* _WHAT YOU ARE ASKED TO DO_
Can you retype only the lines from the one with "Expected: one point per instance of the bathroom" through the final line of the material, exactly as given?

☆ ☆ ☆ ☆ ☆

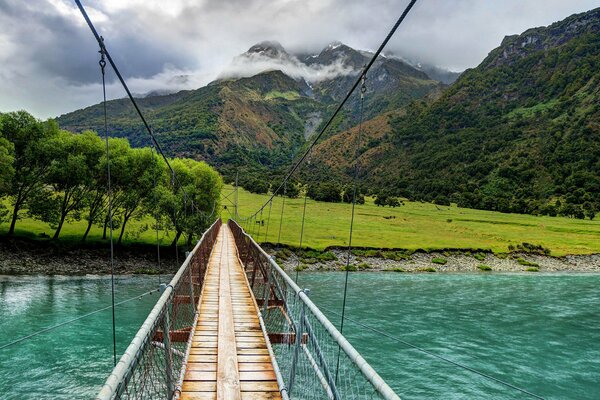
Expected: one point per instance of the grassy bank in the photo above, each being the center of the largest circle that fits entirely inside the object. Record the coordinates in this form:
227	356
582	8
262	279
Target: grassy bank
419	226
411	226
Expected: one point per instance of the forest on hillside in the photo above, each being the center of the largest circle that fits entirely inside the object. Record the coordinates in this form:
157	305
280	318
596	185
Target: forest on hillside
56	176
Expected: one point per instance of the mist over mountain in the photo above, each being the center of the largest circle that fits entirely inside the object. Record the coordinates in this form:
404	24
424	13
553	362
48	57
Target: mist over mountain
263	106
518	133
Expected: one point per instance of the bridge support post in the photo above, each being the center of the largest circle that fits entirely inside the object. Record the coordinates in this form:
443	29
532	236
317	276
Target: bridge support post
299	332
267	292
168	360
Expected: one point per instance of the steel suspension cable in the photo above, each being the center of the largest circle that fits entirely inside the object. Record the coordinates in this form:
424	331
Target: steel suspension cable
154	168
299	252
429	353
363	90
268	221
281	217
102	64
345	100
149	129
50	328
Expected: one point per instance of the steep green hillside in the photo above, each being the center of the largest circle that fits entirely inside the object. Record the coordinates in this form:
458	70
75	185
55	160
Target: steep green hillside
519	133
257	122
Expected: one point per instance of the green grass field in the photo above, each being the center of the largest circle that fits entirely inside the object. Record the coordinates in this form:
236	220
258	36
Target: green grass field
138	232
412	226
416	226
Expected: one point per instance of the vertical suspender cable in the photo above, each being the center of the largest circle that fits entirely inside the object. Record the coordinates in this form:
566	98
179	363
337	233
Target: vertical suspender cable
260	222
282	207
102	63
154	168
175	218
268	220
363	89
301	236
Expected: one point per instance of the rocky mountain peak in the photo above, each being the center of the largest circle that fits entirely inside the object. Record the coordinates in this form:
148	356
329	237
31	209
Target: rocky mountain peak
515	47
269	48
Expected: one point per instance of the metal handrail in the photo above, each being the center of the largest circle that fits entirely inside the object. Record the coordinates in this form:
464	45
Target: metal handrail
120	375
367	371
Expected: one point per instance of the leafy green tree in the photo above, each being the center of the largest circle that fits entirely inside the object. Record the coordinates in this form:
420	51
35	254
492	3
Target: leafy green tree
134	184
31	153
327	191
95	202
348	194
69	178
7	171
197	184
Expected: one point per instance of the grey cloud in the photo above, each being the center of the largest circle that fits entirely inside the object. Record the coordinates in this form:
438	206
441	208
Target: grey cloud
48	53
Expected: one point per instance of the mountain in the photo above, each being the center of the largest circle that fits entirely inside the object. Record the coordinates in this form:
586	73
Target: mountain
518	133
262	107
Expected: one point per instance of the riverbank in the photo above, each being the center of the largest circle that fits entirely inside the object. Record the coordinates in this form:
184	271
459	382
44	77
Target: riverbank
23	257
435	261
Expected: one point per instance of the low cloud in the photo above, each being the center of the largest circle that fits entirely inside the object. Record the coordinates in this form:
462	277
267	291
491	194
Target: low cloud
47	52
251	64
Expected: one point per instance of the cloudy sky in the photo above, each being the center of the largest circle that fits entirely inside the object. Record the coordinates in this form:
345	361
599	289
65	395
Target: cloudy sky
49	59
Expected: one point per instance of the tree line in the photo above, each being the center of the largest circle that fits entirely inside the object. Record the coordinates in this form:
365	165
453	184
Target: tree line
56	176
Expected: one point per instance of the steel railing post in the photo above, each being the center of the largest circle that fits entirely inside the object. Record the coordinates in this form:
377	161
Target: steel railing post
299	333
168	359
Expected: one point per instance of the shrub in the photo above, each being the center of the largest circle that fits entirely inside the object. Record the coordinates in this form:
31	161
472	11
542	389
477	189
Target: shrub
292	190
383	200
395	255
526	263
327	256
330	192
347	196
301	267
283	254
363	266
479	256
318	256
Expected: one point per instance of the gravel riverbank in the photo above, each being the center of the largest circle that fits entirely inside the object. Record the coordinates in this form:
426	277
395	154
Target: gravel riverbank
451	261
26	258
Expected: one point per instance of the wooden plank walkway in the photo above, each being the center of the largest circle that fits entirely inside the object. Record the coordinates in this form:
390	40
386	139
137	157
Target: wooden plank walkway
229	358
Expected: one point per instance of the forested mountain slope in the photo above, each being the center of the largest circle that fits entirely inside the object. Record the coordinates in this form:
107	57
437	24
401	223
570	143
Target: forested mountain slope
518	133
259	121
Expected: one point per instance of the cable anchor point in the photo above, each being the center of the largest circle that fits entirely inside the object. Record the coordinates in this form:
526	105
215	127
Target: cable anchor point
102	52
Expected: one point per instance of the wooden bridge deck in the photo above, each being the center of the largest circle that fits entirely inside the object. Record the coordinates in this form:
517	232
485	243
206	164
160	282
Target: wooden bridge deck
229	358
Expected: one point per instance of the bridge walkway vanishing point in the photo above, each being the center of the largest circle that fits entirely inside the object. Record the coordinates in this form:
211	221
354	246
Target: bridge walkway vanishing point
229	358
231	324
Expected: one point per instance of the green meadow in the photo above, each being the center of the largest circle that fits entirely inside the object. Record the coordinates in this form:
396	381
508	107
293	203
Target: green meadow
413	226
137	231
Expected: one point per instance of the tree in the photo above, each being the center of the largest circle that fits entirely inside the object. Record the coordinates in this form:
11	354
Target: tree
29	139
328	191
381	200
197	184
134	183
95	202
348	194
7	171
69	178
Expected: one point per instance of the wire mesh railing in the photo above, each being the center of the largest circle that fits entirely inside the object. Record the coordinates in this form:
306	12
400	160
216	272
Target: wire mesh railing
314	358
153	365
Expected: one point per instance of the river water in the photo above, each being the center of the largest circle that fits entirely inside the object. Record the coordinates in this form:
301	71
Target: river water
538	332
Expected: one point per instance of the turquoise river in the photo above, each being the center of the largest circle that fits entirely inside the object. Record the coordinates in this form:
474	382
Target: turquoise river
539	332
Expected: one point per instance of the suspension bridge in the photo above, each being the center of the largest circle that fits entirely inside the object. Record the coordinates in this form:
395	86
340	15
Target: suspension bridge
231	324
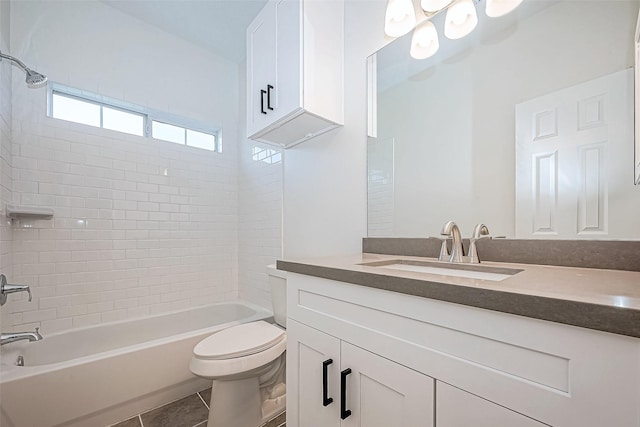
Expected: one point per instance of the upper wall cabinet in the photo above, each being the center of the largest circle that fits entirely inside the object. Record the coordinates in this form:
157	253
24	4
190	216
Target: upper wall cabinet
295	51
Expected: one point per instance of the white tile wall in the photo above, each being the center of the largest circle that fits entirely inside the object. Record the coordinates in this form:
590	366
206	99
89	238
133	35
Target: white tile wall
6	173
140	226
260	223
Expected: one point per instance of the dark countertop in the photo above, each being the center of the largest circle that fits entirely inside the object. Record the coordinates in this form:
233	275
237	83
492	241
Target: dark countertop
604	300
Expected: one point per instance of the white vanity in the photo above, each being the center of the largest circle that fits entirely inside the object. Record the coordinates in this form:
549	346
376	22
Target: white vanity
371	346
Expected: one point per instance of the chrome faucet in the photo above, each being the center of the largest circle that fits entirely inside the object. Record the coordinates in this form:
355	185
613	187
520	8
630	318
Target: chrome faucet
6	288
457	252
17	336
480	231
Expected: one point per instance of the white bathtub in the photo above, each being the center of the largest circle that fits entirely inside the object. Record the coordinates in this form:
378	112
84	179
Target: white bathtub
102	374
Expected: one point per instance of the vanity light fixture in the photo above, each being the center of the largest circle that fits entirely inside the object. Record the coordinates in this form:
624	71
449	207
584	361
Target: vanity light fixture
460	20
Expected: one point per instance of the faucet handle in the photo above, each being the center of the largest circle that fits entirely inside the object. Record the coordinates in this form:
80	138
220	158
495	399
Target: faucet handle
480	231
444	251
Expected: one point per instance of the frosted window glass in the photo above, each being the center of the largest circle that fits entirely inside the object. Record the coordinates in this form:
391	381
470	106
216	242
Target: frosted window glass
75	110
168	132
122	121
201	140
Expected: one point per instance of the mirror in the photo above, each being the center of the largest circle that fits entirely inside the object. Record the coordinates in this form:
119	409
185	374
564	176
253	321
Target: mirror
478	133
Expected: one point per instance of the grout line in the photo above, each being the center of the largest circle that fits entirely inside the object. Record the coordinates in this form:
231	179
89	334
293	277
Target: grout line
205	403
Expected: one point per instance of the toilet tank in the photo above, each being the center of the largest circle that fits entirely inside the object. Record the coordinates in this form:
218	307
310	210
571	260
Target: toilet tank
278	284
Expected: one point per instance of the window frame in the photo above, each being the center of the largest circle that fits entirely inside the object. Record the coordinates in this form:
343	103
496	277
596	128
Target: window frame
148	115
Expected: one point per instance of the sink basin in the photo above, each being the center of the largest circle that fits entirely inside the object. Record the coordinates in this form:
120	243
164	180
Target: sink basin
472	271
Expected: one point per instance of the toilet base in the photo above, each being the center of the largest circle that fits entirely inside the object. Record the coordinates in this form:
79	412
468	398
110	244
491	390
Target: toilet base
235	403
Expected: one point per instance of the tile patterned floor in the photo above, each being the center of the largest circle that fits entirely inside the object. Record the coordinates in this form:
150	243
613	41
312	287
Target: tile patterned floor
191	411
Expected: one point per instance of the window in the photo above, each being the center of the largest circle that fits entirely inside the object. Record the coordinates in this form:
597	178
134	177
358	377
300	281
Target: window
78	106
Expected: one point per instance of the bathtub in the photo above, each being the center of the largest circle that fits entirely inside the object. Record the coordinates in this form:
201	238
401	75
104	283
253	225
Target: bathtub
99	375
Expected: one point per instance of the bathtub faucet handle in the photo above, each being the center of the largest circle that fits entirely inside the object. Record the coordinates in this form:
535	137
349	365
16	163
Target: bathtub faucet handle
6	288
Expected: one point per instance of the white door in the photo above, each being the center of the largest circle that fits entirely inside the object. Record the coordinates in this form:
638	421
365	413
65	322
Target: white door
311	353
457	408
381	393
569	145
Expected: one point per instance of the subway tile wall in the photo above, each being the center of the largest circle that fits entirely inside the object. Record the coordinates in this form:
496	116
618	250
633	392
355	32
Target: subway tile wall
260	219
6	180
140	226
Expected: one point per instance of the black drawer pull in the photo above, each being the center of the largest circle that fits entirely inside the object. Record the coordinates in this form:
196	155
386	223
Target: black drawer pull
326	401
344	412
262	94
269	89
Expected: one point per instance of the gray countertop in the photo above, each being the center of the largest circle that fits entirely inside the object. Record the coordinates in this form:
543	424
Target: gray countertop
604	300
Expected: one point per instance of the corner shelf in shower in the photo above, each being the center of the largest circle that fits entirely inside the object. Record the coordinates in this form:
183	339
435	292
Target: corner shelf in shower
29	212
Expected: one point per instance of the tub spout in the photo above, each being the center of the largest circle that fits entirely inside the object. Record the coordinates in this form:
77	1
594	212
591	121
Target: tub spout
18	336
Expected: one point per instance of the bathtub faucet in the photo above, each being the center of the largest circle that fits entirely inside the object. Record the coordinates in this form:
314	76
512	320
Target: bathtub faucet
17	336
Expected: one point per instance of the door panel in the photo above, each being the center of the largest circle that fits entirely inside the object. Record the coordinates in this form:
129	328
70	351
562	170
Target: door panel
382	393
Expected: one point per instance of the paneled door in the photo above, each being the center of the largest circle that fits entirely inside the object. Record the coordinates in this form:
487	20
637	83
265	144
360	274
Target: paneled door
571	146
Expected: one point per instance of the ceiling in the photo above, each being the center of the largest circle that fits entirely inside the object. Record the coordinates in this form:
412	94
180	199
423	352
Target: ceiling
216	25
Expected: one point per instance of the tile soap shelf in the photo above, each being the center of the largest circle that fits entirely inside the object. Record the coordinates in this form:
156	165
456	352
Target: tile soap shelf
29	212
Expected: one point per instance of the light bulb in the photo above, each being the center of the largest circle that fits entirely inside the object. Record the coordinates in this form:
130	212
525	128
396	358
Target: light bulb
461	19
434	5
424	42
399	18
497	8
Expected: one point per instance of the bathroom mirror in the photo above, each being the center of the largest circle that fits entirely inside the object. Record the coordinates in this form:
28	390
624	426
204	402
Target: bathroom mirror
477	132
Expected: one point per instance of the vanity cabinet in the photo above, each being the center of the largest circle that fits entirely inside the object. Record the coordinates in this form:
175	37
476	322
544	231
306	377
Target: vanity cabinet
295	71
456	365
339	384
457	408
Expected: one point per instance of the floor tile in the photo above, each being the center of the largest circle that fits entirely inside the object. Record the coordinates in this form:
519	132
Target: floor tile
131	422
277	421
185	412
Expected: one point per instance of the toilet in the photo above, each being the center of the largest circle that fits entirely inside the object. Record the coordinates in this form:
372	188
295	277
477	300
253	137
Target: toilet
247	365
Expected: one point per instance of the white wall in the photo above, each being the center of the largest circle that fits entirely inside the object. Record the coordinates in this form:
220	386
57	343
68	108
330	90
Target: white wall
140	226
455	144
260	222
6	172
325	178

☆ ☆ ☆ ☆ ☆

* _TASK RESULT_
Expected: one point per instance of the bathroom mirror in the photo above, each being the center of the largest circle that fits entirely inside the object. Record the coordinates in this form:
28	390
624	426
204	402
Target: bathroom mirror
477	132
Expected: one point per instance of the vanity cabinet in the photo above, each being the center of the largest circle that fits entirely inside the object. Record the coordinates in this form:
175	37
476	322
544	231
306	377
Target: vanity cabinet
295	71
456	365
339	384
457	408
Expected: one point per instance of the floor tile in the photo above, each being the center of the largest circle that fits entirely inside the object. Record the coordinates in this form:
519	132
Target: floor tile
131	422
277	421
185	412
Expected: one point per instance of the toilet in the photo above, each being the center of the largest circle that fits entirely inside the object. Record the coordinates in this form:
372	188
295	277
477	300
253	137
Target: toilet
247	365
Expected: one point per instance of the white wall in the photo above, each being the center of the largest circle that fits entirely inside the object. Record the coordinates in this form:
220	386
57	343
68	108
330	90
Target: white wall
140	226
455	144
260	222
6	172
325	178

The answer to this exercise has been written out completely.